## Exercise aim
Pull out each line of the entries below that contains the word "Query", treating uppercase and lowercase as different.

## Source material
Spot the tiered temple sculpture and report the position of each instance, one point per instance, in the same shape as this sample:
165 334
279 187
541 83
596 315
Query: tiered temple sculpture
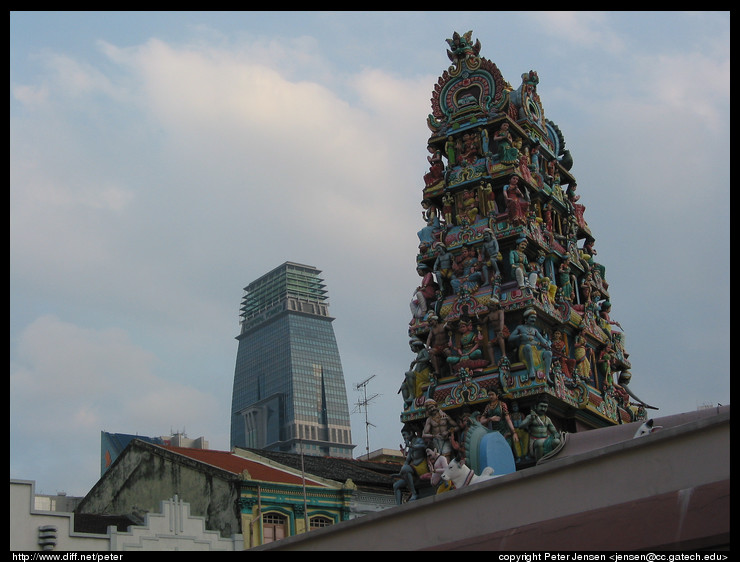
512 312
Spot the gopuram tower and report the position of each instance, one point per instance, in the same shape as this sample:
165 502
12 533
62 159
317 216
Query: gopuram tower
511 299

==

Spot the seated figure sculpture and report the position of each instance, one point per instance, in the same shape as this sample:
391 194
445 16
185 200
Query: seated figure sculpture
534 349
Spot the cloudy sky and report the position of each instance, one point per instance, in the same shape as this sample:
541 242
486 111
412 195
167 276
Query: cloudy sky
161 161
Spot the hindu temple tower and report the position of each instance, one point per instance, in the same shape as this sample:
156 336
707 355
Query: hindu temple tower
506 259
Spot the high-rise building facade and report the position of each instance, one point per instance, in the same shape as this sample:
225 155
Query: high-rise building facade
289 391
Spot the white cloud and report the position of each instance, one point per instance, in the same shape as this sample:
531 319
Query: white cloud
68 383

## Finished exercise
Query: tiered temple sculpture
Query: gopuram tower
Query: seated figure sculpture
Query: cloudy sky
Query: hindu temple tower
Query: high-rise building facade
Query: white cloud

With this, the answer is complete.